Tasks to perform ::
1. In the statement of beliefs, how long after rising from the dead did Jesus visibly ascend into heaven?
2. Write the next part of the statement of beliefs, starting after its final sentence.

++++ Selected text

Believers are made partakers of the redemption purchased on their behalf by Jesus Christ through the working of the Holy Spirit who unites them to Christ by belief through an effectual calling. That calling is the work of God’s Spirit, who convinces sinners of their sin, and enlightens their minds to the knowledge of Jesus Christ as He is revealed in the Word of God. The Spirit renews the will, persuades, and enables the individual to embrace Jesus Christ as his Lord and Saviour. That work is freely offered in the message of the gospel.
Jesus rose again bodily on the third day, and forty days later, He visibly ascended into heaven where He is presently interceding for His redeemed people, who eagerly await His return.
Concerning the Holy Spirit: We believe in the eternal deity and personality of the Holy Spirit as the third member of the Trinity (2 Samuel 23:2-3; Matthew 28:19; 1 Corinthians 3:16; Hebrews 9:14). Through God’s Word, the Spirit convicts men of sin (John 16:8-11; 2 Thessalonians 2:13-14), imparts spiritual life in the new birth (John 3:3, 5; Titus 3:5), and is the earnest of salvation to the believer (Ephesians 1:13-14). As that earnest, the Holy Spirit permanently indwells the believer (Romans 8:9; 1 Corinthians 6:19), controls them through their obedience to the Word (Ephesians 5:18; Colossians 1:9-11), and assures them of salvation (Romans 8:14, 16). He illuminates their minds to willingly accept, apply, and obey the Scripture (1 Corinthians 2:14-16), and He intercedes for them (Romans 8:26).
The Holy Spirit incorporates every believer into the body of Christ (Acts 2:1-4; 11:15; 1 Corinthians 12:13). The believer evidences the Spirit’s control and indwelling with spiritual fruit (Galatians 5:22-23). Furthermore, the Spirit distributes spiritual gifts to all who are under His control (Romans 12:6), God-given abilities for ministering to others in the church (1 Corinthians 12:7) for the use of service and edification of other believers. Certain of these gifts (e.g., tongues, prophecies, miracles, healing) were by their very nature miraculous, and they served as signs or confirmations of the apostles and their message until the canon of Scripture was closed. With this established, these miraculous gifts are no longer given, for they are no longer needed (1 Corinthians 13:8-10).
Concerning Man, Sin, and Eternity: Sin is the failing to conform to God’s holy character, and is the transgression of His holy law (Romans 3:23; 1 John 3:4). Adam, the first man created by God, fell from his original righteousness and from fellowship with God by his disobedience and has brought sin, guilt, and condemnation upon not just himself, but upon all of his descendants. (Romans 5:12) All human beings have inherited from him a totally corrupted sin nature. (Romans 3:10-11, Romans 3:23).

++++++++
++++ Source excerpt

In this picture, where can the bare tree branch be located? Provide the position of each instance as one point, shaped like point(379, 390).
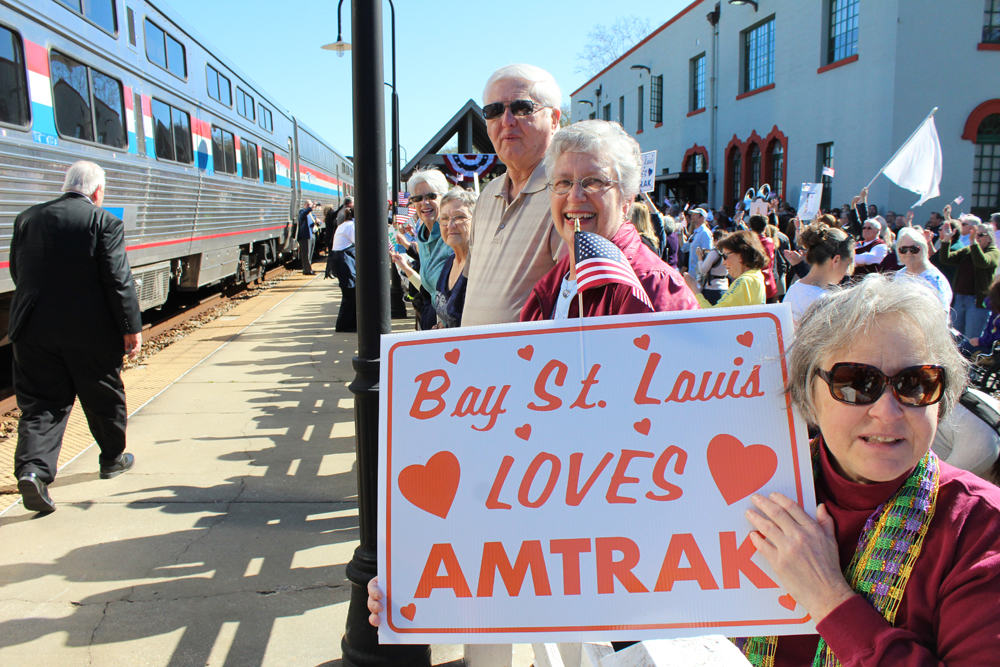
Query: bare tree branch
point(605, 44)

++++++++

Per-task outputs ::
1. Forty days later.

2.
Being sold to sin by our first father, every person is sinful not only in their thoughts, nature, and actions, but also in their omissions. Because of sin, all men are alienated from God and from the life that is found in Him. Sin’s consequence is death (Romans 6:23), and this death is two-fold: spiritual death is eternal separation from God (Ephesians 2:1); physical death is the separation of the body from the soul (James 2:26). For the unsaved, death brings eternal damnation in hell and in the lake of fire (Revelation 20:14-15). Salvation is God’s free gift of eternal life through Jesus Christ’s substitutionary atonement for man’s sin (Isaiah 53:6, Romans 6:23). God so loved the world that He gave His only begotten Son that whosoever believeth in Him should not perish but have everlasting life (John 3:16). Jesus Christ is the way, the truth, and the life, no man cometh unto the Father but by Him (John 14:6). Therefore, Jesus Christ, through His death and shedding of His blood, is the only way that men can be reconciled to God and the life that is in Him (Romans 5:10). God has commanded that this Gospel be preached throughout the world, and in obedience to the Gospel, men must repent of their sins and own efforts to reach God and believe in the Lord Jesus Christ. (Romans 10:9-10).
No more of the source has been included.